WHAT NEEDS TO BE DONE: Within the records below, find each line that holds the string "thinking", then copy it.

RECORDS SHOWN:
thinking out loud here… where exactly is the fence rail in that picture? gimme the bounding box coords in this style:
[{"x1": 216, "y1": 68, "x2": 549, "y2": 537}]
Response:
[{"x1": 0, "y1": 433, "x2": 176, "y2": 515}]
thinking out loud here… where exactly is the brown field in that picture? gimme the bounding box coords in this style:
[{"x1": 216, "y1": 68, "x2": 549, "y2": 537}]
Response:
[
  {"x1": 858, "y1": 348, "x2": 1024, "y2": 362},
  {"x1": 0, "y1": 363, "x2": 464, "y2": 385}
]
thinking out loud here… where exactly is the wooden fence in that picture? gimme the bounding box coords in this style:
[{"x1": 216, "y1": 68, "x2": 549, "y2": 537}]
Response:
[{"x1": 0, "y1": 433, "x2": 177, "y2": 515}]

COMPLETED EXERCISE:
thinking out loud here… where exactly is the fence rail in that picture? gimme the bounding box coords in this style:
thinking out loud here… where exactly is the brown field in that picture? gimme the bounding box coords in this style:
thinking out loud here… where exactly is the wooden fence in that picture? gimme the bounding box coords in this style:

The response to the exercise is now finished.